▶ [DATA RECORDS]
↓

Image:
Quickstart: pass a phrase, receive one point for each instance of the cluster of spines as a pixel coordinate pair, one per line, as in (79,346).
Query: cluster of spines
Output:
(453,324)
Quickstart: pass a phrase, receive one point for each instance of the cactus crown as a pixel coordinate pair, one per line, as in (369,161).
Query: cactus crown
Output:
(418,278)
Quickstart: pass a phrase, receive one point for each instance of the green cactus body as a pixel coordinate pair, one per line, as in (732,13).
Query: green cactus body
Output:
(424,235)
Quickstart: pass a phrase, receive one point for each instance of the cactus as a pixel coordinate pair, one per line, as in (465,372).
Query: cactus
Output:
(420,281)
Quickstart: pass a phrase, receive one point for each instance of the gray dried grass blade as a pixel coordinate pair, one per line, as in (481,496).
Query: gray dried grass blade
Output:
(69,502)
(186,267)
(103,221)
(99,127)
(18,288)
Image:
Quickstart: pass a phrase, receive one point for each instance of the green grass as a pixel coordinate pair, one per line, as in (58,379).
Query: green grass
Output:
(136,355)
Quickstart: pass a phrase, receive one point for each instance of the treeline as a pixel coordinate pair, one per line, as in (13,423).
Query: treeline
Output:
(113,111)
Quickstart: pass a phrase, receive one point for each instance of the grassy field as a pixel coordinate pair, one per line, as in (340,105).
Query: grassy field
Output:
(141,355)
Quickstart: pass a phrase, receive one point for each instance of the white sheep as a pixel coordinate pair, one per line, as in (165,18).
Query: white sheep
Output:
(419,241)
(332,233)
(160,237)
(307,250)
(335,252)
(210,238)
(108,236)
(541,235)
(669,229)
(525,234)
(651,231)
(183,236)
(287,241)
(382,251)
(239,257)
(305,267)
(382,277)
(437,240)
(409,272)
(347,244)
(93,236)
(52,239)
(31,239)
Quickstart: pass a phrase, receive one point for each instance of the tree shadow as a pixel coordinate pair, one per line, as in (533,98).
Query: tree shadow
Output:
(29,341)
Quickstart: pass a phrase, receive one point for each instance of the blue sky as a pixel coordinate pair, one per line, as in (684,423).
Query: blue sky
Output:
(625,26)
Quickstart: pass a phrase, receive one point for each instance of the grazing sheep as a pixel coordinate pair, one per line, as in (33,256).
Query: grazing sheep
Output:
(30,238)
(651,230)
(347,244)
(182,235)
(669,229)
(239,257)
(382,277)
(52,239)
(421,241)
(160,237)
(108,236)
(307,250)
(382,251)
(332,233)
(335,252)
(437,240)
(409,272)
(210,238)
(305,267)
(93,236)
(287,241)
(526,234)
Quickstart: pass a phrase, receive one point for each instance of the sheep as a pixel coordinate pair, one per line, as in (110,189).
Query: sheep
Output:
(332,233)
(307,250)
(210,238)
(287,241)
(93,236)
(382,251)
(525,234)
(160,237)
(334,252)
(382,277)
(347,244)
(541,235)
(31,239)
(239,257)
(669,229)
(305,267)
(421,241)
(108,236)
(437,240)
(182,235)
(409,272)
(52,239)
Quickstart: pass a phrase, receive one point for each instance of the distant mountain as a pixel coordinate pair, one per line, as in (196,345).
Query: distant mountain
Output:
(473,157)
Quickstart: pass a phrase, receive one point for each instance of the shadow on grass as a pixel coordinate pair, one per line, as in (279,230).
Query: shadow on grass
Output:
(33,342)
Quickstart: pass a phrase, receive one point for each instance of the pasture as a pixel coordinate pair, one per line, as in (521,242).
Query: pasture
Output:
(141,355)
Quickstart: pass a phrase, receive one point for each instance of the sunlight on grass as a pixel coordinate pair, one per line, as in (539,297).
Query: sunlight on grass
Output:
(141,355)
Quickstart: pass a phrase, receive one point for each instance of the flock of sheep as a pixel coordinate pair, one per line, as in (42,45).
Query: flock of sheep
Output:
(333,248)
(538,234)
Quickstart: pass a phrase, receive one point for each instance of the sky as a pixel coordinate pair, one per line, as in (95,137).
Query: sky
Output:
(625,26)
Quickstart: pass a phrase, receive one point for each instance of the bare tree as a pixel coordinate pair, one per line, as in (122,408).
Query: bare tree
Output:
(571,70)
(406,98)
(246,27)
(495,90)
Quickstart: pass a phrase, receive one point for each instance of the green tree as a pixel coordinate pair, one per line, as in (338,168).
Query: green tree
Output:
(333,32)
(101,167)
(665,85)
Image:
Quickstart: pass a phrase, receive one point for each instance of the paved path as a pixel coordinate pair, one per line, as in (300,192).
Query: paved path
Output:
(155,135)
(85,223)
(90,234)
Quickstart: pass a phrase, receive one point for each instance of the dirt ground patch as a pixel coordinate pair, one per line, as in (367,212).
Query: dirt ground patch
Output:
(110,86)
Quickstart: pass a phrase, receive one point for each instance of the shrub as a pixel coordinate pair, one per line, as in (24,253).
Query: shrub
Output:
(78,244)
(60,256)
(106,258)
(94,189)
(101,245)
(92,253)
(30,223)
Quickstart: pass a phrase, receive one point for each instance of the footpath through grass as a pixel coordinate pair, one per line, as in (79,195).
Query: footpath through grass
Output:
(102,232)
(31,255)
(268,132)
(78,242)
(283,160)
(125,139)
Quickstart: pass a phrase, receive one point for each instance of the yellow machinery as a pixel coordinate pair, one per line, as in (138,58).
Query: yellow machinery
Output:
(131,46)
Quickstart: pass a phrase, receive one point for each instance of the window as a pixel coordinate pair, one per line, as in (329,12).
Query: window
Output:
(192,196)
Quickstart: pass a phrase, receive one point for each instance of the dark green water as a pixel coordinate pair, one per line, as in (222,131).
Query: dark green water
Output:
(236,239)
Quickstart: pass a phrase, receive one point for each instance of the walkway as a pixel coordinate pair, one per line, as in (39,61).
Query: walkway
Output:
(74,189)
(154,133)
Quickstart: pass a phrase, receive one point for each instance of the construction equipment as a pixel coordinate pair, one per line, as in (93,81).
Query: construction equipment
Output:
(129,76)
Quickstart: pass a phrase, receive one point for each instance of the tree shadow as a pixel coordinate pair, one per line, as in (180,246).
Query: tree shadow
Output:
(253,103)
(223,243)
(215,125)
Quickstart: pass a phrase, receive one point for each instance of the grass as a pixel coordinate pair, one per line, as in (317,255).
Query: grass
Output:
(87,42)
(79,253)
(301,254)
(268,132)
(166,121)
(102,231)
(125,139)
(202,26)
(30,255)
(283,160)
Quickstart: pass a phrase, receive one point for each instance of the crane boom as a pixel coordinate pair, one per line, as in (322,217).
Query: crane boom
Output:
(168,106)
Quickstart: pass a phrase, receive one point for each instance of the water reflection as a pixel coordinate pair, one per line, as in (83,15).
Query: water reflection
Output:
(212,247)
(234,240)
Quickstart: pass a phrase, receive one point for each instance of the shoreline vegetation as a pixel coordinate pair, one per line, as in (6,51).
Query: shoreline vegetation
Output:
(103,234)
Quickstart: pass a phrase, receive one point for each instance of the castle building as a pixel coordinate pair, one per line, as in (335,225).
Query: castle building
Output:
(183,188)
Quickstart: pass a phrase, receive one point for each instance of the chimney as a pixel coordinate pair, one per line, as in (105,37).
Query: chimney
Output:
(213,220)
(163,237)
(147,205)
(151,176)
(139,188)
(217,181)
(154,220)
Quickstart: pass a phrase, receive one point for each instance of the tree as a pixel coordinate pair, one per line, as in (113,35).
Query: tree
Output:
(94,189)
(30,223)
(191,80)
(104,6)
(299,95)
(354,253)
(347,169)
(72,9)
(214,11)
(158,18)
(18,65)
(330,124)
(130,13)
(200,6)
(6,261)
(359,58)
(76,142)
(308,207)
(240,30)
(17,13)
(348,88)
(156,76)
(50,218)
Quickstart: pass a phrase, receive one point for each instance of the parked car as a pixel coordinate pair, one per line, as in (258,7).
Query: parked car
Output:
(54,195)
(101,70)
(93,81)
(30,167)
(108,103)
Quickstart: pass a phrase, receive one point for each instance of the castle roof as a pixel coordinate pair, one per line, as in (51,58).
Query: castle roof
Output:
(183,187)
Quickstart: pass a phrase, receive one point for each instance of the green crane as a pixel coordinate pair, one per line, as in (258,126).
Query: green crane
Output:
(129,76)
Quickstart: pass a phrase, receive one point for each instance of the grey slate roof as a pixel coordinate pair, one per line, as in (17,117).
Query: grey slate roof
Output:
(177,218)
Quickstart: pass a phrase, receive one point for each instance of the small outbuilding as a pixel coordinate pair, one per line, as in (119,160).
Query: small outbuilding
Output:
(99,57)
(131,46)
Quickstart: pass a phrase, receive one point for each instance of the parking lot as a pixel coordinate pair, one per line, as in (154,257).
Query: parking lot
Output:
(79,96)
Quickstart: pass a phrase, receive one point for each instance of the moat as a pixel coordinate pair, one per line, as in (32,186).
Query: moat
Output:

↑

▶ [TASK REQUIREMENTS]
Each line from the one with "Query: parking lot" through the end of the entries above is to be returned word for word. Nothing else belongs in the answer.

▶ [YOUR RESPONSE]
Query: parking lot
Output:
(79,96)
Quickstart: pass a phrase, receive one point for each instance of the moat as a pixel coordinate pair, one per line, as in (32,186).
Query: moat
Output:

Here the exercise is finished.